Annotation dataset entries
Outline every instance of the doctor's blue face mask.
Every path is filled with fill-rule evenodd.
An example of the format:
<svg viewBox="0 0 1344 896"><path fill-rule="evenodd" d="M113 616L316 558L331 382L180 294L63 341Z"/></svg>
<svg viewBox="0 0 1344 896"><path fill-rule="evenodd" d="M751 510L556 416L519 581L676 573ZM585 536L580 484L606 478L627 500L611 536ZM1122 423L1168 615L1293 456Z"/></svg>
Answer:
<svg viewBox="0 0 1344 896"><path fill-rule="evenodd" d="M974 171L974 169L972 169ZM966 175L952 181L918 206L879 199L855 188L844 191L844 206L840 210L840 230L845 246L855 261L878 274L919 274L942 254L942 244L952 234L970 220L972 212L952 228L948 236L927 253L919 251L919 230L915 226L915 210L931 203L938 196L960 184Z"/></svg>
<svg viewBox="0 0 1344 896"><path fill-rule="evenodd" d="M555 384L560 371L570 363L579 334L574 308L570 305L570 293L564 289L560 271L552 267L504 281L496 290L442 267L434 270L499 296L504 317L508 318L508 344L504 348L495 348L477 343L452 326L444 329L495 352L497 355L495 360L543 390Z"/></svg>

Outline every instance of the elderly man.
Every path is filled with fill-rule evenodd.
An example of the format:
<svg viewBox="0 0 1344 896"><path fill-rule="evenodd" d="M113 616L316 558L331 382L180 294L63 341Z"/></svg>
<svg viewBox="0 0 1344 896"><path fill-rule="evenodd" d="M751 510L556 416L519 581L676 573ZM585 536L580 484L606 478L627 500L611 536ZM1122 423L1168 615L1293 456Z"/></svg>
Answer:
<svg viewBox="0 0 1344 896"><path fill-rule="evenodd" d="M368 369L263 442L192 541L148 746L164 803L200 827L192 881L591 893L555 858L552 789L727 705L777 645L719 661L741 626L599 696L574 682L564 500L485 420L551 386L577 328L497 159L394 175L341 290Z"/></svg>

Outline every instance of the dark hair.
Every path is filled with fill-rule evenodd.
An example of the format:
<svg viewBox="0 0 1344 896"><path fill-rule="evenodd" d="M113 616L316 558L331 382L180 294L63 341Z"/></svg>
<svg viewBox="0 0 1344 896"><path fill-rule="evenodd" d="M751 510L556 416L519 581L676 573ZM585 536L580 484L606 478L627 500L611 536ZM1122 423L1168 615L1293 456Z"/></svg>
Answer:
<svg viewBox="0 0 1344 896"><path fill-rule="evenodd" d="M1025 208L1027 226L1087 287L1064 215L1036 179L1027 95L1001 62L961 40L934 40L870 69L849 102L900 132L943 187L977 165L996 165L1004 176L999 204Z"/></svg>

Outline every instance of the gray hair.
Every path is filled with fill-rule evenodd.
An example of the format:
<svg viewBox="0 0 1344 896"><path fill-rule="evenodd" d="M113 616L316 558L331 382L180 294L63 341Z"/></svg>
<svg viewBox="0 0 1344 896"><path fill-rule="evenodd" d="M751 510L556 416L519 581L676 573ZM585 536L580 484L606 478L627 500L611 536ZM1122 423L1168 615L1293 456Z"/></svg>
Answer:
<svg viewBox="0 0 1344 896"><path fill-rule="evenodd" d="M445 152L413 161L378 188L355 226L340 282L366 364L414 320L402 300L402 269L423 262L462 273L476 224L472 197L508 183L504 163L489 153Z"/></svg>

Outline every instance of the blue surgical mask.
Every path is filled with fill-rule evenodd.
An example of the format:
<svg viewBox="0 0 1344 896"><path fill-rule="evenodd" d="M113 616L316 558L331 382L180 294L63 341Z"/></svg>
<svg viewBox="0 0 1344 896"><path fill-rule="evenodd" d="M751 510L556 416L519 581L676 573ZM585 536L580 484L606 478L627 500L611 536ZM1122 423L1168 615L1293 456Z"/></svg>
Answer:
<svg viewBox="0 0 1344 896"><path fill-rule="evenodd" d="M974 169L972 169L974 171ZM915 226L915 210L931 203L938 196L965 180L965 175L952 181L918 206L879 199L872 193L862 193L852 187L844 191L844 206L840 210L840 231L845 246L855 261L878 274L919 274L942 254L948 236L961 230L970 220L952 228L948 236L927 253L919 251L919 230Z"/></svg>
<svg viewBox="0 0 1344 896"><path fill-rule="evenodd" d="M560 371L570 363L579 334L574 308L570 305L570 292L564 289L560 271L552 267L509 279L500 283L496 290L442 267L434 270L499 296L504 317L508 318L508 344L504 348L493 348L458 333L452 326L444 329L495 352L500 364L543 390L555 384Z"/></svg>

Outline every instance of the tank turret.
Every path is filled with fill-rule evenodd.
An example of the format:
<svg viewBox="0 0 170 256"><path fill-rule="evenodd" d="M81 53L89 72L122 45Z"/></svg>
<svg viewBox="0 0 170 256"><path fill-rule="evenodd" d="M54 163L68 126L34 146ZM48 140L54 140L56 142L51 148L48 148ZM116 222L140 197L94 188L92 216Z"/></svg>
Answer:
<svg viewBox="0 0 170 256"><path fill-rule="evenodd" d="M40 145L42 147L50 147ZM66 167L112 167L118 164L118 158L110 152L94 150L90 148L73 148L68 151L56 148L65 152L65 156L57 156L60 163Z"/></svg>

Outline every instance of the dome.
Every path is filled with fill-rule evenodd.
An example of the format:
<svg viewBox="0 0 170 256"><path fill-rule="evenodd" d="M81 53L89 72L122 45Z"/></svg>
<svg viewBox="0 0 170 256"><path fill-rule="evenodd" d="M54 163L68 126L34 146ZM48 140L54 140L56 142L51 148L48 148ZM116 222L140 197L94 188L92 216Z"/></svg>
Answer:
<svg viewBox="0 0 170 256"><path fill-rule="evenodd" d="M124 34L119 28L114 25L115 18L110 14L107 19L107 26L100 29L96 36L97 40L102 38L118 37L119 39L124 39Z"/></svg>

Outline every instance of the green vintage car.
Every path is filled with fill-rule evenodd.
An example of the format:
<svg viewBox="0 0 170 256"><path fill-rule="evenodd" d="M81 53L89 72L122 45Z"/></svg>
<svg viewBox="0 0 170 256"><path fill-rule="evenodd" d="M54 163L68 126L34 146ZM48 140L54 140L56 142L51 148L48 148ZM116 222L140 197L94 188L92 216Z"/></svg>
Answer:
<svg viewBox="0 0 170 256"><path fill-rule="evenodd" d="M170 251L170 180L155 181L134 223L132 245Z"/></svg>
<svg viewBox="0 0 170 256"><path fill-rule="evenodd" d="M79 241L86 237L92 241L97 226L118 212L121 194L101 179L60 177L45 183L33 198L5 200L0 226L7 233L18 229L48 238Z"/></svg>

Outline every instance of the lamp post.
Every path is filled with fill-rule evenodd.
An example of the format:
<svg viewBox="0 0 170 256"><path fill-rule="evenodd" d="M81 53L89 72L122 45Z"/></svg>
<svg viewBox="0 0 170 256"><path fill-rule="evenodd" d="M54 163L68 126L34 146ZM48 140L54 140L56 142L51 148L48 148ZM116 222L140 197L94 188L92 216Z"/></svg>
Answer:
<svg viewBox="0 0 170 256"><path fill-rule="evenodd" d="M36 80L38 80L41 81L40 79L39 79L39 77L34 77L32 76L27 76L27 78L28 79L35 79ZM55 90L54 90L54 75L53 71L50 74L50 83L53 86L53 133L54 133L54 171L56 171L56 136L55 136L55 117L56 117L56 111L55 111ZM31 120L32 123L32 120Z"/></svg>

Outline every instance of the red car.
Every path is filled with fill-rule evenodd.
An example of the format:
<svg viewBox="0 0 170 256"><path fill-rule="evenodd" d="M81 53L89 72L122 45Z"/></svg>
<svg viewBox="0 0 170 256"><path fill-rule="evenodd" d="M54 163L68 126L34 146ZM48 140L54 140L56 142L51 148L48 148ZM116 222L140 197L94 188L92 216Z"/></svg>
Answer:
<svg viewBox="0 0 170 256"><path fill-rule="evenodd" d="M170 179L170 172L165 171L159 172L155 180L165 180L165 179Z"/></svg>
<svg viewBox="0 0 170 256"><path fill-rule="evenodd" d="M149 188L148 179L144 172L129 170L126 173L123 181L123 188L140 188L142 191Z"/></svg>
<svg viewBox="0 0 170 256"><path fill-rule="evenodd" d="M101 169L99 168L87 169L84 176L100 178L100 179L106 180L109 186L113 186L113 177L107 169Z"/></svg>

**WHAT TO DO:**
Please write out the material again, beginning at the line that has "Outline every instance of the red car." and continuing through the end of the material, switching "red car" to "white van" and keeping everything else the same.

**WORKED ANSWER:**
Outline every instance of the white van.
Every path is filled with fill-rule evenodd.
An example of the format:
<svg viewBox="0 0 170 256"><path fill-rule="evenodd" d="M81 53L89 72L122 45Z"/></svg>
<svg viewBox="0 0 170 256"><path fill-rule="evenodd" d="M54 163L68 126L34 146ZM48 140L54 140L56 142L51 148L48 148ZM116 222L140 197L94 188L92 216Z"/></svg>
Answer:
<svg viewBox="0 0 170 256"><path fill-rule="evenodd" d="M170 179L170 172L165 171L159 172L155 180L165 180L165 179Z"/></svg>
<svg viewBox="0 0 170 256"><path fill-rule="evenodd" d="M149 188L148 179L144 172L129 170L126 173L123 181L123 188L140 188L142 191Z"/></svg>
<svg viewBox="0 0 170 256"><path fill-rule="evenodd" d="M101 169L99 168L87 169L84 176L100 178L100 179L106 180L109 186L113 186L113 177L107 169Z"/></svg>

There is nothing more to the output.